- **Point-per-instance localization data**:
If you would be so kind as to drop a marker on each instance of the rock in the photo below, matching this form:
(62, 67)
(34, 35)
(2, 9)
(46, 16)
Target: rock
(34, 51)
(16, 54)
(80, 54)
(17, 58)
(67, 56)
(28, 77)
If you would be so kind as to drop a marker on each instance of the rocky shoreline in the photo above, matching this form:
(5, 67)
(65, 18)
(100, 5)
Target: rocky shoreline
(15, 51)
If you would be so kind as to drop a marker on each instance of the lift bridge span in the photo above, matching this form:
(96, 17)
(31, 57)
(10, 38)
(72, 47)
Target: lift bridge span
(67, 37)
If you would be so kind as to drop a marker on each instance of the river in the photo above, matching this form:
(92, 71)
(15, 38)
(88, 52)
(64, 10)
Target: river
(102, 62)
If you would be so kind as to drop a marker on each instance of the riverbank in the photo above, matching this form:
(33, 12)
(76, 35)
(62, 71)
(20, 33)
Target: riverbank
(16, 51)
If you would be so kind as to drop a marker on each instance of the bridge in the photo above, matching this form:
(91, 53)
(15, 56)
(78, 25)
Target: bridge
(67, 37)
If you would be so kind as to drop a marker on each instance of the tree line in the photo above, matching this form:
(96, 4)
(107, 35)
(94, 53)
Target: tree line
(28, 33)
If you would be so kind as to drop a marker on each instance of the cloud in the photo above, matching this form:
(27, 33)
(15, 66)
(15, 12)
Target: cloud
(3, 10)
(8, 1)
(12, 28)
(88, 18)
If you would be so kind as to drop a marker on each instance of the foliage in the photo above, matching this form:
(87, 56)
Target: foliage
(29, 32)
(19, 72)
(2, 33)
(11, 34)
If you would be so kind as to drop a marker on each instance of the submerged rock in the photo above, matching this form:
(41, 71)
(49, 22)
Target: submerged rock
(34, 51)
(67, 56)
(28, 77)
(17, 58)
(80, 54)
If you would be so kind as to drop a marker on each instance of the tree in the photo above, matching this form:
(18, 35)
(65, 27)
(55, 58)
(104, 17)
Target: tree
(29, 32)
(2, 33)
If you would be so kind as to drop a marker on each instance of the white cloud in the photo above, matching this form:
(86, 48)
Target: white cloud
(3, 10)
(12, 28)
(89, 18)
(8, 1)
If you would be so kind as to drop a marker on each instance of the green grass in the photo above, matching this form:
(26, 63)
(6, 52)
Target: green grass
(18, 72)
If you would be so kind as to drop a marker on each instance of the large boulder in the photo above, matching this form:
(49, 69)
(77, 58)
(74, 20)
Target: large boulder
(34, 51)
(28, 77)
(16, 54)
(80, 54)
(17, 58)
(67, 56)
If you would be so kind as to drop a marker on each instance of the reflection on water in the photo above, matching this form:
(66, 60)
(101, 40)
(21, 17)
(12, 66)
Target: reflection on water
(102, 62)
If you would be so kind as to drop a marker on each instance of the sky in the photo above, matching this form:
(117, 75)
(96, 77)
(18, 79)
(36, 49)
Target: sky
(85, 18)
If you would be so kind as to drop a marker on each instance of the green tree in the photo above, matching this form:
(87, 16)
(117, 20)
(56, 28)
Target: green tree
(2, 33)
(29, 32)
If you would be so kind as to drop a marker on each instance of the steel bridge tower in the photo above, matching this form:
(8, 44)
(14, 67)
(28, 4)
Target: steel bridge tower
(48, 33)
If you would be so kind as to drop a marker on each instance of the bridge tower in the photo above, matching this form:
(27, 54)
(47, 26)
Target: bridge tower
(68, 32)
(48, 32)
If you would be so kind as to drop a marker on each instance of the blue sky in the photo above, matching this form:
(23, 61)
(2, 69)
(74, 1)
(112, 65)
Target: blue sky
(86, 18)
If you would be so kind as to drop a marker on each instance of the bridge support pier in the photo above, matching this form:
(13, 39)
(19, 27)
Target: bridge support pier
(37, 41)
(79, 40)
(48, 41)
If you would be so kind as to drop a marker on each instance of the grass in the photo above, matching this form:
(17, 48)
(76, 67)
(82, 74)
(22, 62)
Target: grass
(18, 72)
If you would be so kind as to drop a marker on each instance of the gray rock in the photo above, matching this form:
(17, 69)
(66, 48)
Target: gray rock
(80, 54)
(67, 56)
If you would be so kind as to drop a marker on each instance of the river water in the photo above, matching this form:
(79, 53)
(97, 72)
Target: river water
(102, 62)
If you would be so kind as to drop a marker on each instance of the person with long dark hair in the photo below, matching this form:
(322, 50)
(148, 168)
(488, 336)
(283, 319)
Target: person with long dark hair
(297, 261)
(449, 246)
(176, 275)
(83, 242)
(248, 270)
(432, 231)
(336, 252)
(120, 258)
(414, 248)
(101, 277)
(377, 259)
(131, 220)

--

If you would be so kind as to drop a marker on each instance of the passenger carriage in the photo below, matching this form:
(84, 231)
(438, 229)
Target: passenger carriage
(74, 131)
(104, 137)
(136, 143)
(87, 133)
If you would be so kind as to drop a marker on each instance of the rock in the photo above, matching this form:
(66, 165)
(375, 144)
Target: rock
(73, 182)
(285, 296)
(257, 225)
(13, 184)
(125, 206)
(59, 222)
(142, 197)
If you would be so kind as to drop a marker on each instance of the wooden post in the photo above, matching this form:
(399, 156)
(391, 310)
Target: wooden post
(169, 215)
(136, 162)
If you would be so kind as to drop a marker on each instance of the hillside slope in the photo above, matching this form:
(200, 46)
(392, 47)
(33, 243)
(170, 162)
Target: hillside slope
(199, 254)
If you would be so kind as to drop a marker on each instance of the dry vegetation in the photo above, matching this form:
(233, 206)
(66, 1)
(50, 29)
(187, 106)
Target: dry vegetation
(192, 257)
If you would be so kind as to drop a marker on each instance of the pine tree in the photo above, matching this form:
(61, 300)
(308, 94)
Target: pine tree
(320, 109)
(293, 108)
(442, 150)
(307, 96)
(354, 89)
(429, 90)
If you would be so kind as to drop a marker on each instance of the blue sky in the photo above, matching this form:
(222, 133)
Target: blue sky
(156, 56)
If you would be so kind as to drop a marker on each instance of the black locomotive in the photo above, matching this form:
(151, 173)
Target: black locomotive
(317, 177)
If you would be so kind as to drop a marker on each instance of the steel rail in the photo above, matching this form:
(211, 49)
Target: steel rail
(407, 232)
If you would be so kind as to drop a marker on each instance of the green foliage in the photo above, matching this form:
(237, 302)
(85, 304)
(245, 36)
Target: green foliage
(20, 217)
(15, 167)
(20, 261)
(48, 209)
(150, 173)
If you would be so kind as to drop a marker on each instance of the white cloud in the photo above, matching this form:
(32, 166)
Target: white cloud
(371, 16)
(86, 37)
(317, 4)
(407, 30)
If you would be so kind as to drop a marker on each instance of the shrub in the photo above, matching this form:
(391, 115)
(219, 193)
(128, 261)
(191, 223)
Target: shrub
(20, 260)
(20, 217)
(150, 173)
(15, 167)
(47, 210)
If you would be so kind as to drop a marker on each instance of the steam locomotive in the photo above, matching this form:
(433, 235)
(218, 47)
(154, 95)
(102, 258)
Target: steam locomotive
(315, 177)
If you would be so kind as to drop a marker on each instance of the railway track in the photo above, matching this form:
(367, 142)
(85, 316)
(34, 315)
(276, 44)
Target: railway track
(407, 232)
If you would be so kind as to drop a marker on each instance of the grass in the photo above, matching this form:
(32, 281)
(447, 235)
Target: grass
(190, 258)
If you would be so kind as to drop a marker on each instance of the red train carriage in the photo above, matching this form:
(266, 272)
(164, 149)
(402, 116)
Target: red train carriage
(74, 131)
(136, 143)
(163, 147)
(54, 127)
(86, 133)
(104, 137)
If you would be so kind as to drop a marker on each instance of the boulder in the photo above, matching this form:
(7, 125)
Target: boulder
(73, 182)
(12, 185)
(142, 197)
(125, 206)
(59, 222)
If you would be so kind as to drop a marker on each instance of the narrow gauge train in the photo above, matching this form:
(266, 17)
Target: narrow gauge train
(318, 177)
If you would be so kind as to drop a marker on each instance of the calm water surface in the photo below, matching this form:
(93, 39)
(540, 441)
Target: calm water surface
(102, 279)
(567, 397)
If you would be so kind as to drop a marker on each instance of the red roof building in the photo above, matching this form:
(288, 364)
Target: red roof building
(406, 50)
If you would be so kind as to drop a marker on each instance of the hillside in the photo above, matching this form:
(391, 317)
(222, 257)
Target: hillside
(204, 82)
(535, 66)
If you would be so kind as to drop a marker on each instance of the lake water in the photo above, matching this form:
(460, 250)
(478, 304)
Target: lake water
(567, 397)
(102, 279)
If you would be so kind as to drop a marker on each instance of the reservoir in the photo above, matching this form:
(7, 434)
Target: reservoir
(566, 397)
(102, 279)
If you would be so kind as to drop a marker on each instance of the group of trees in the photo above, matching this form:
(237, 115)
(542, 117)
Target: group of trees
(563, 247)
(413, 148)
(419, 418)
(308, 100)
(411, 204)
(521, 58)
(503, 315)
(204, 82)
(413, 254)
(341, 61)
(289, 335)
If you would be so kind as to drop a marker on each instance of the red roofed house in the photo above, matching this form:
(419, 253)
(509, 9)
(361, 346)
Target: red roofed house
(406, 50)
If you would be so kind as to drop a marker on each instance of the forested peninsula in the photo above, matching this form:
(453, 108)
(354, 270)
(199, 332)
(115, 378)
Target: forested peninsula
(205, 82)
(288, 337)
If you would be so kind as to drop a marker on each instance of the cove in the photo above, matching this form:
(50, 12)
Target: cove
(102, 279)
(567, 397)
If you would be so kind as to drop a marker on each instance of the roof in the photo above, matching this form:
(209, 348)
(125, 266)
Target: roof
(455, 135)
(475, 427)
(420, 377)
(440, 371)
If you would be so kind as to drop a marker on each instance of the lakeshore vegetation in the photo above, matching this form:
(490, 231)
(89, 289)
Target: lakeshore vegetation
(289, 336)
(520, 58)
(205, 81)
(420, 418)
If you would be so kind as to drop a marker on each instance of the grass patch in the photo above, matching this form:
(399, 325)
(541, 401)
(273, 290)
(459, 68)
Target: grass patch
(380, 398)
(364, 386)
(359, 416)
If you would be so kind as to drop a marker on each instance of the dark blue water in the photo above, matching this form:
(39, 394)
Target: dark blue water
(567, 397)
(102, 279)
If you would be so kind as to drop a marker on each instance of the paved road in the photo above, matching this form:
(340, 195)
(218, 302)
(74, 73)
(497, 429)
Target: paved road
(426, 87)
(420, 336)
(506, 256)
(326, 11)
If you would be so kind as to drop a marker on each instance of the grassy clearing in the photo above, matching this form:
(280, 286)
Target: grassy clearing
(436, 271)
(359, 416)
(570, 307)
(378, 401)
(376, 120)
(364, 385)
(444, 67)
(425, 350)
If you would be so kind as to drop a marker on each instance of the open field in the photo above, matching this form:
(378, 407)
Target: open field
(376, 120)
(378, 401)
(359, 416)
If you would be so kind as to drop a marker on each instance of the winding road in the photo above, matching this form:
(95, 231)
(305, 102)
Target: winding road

- **Your objective**: A word-for-word copy of the lines above from the one with "the grass patch" through the one with "Target: winding road", inclusive, is the only output wanted.

- **Finished task**:
If you would be so kind as to drop a marker on each instance of the grass patch in the photo above, matching this form:
(399, 325)
(541, 401)
(273, 290)
(459, 68)
Target: grass patch
(380, 398)
(364, 386)
(359, 416)
If you would be so kind as to drop a marker on each instance of the dark blue water in the photo above, matching this form:
(39, 394)
Target: dark blue water
(567, 397)
(102, 279)
If you would be so kind as to drop a marker on each instance of the paved road in the photo above, matching this form:
(340, 195)
(218, 302)
(74, 73)
(497, 429)
Target: paved road
(426, 87)
(420, 336)
(506, 256)
(326, 11)
If you would be so kind as to drop a marker on each instance of the grassy clearing in the photo above, matching this form:
(280, 286)
Target: grassy clearing
(436, 271)
(359, 416)
(570, 307)
(378, 401)
(376, 120)
(364, 385)
(444, 67)
(425, 350)
If you would be so kind as to drop a marker on each instance of the open field in the photo above, matching this form:
(378, 407)
Target: open field
(376, 120)
(378, 401)
(359, 416)
If you would be so kind as to drop a marker on each instance of the winding road in the photo above, matching this form:
(95, 231)
(305, 102)
Target: winding road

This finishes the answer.